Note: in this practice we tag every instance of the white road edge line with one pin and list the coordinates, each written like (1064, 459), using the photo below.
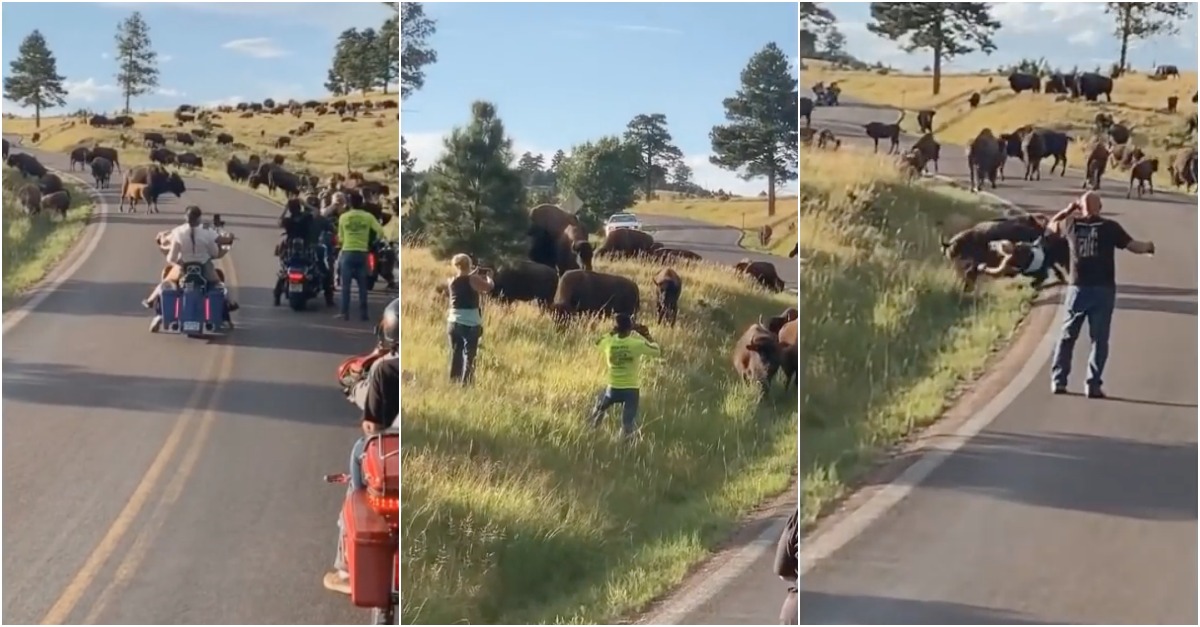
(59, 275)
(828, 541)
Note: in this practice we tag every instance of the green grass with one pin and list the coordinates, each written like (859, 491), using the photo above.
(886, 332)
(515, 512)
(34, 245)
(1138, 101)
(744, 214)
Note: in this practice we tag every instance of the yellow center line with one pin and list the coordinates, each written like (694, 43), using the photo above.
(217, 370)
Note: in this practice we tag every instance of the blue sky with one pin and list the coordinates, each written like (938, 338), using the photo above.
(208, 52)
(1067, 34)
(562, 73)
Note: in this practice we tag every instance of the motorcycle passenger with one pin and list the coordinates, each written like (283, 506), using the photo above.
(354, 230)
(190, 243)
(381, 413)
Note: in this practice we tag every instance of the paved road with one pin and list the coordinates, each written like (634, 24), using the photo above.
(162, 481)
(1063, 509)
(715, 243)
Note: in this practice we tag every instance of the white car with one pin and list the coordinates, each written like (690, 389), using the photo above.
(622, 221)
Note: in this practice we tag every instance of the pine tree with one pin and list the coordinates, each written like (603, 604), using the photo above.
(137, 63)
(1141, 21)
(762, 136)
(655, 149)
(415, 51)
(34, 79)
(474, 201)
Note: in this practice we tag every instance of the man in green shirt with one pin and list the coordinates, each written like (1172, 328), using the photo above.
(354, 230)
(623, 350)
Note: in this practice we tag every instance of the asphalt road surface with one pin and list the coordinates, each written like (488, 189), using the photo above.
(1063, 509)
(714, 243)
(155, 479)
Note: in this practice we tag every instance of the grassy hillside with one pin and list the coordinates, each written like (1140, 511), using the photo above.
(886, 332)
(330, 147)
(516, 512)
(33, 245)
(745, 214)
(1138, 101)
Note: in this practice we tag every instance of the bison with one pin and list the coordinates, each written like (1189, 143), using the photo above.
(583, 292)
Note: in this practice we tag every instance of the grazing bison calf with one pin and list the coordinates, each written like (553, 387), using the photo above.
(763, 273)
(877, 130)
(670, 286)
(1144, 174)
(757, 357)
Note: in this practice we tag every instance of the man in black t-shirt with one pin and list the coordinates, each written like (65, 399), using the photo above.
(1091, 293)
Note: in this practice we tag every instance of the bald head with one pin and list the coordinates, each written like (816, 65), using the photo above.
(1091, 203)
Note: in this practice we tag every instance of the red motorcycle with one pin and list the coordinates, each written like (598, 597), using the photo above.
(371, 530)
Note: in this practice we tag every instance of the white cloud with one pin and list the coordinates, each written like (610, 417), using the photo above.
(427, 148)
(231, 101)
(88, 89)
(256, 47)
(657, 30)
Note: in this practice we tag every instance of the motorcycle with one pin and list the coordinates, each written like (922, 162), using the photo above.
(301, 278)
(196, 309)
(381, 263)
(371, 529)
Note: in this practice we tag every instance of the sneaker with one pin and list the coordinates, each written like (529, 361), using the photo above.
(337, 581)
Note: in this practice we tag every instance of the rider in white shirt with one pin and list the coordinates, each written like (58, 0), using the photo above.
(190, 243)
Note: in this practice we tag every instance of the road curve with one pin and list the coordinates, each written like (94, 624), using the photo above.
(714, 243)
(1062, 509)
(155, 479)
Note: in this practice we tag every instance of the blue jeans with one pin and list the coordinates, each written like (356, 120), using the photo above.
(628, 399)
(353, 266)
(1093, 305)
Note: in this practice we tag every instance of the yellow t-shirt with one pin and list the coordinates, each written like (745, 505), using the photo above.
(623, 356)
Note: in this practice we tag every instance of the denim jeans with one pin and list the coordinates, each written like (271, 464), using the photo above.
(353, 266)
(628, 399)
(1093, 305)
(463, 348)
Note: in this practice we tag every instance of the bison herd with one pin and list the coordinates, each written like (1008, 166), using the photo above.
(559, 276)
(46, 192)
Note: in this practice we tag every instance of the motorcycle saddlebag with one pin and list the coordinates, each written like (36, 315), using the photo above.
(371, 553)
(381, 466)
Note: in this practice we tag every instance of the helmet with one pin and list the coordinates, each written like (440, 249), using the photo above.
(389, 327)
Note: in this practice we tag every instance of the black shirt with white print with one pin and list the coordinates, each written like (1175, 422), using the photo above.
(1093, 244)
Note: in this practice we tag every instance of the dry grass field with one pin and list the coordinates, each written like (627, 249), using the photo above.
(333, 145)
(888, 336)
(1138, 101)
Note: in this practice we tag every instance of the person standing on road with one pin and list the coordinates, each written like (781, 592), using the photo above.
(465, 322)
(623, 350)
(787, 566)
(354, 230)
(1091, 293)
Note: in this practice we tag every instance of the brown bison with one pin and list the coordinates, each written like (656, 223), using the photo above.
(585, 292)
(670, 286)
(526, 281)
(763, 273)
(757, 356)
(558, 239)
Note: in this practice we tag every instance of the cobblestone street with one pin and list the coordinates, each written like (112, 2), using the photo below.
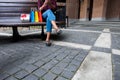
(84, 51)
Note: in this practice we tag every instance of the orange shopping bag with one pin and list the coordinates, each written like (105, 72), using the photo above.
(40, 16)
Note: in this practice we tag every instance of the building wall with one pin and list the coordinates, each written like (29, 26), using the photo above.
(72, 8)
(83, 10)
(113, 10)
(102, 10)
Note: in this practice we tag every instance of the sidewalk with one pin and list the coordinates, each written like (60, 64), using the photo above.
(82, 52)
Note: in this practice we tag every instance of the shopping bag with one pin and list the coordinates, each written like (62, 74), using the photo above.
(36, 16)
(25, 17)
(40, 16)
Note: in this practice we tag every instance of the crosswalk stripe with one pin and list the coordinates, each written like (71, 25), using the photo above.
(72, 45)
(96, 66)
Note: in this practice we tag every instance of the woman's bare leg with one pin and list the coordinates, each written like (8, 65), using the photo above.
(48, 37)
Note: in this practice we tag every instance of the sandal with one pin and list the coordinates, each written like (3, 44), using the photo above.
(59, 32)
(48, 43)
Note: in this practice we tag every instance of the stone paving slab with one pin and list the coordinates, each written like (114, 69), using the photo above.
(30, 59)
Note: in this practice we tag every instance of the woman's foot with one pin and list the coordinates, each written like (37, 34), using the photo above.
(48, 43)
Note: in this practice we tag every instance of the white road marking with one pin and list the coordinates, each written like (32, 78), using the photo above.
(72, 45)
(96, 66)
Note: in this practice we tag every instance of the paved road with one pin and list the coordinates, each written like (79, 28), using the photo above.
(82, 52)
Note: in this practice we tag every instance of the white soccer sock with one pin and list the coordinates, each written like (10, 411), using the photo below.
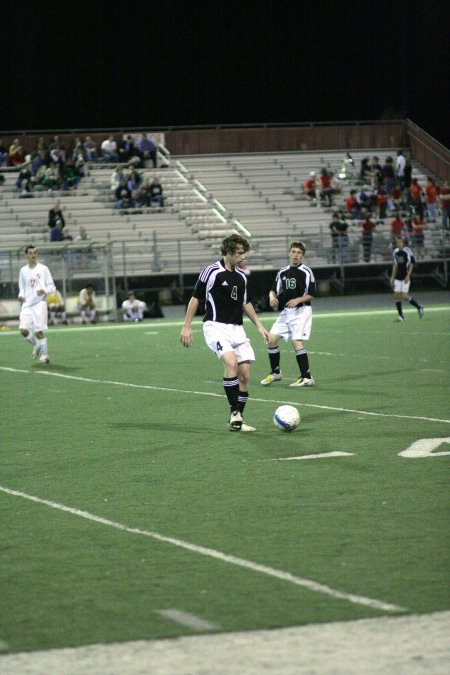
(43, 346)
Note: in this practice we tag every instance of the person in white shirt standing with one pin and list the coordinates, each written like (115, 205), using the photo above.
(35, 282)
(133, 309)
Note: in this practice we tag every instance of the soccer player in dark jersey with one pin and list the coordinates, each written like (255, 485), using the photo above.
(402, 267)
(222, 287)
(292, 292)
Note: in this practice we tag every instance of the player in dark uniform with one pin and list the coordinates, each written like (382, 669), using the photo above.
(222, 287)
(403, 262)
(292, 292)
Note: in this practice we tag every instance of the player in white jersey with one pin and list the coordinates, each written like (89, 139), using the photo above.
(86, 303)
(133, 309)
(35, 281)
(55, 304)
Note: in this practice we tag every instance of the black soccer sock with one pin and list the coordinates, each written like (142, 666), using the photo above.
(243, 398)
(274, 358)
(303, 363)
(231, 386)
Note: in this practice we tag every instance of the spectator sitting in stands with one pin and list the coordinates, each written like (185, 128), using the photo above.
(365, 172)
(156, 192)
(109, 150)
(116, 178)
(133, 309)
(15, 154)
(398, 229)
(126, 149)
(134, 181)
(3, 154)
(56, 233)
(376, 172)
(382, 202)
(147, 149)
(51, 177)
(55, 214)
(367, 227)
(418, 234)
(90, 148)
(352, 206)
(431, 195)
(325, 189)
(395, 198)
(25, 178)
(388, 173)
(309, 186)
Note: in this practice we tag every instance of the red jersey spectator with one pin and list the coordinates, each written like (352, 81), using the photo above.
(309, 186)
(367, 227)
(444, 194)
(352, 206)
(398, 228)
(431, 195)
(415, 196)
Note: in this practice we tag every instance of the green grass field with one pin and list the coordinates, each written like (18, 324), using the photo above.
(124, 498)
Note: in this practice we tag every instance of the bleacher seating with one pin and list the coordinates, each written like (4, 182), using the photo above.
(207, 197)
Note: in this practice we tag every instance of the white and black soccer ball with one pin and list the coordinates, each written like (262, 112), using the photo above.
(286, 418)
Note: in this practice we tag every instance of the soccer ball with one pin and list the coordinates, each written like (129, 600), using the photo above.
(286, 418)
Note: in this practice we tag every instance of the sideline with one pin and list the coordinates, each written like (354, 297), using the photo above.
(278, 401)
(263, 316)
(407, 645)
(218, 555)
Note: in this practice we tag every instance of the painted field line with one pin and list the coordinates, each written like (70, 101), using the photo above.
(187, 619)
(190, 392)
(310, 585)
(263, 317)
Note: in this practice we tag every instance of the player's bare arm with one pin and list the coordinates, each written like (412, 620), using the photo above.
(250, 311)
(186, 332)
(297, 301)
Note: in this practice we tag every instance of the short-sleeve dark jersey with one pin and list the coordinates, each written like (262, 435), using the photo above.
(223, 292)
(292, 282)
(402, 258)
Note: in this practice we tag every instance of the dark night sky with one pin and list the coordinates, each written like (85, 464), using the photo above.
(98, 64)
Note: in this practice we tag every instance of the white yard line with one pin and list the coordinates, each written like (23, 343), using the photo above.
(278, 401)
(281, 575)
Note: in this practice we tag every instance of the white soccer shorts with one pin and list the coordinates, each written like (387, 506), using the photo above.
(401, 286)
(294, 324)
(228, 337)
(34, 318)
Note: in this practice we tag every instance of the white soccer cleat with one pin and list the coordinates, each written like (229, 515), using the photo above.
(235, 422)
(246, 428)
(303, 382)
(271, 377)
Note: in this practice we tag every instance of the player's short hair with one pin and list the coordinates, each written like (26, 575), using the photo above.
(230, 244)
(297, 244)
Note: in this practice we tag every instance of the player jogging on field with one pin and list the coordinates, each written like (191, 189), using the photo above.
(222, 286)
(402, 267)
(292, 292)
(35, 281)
━━━━━━
- PROBLEM TO WORK ON: Would you retype the lines of the data above, from the one holding "(191, 189), using the photo above." through its final line, exactly and without adding any other line?

- ANSWER BOX:
Note: in this practice we tag every instance of the player jogging on field with one pin and list the coordinates, each written like (191, 189), using the photo above.
(222, 286)
(402, 267)
(292, 292)
(35, 281)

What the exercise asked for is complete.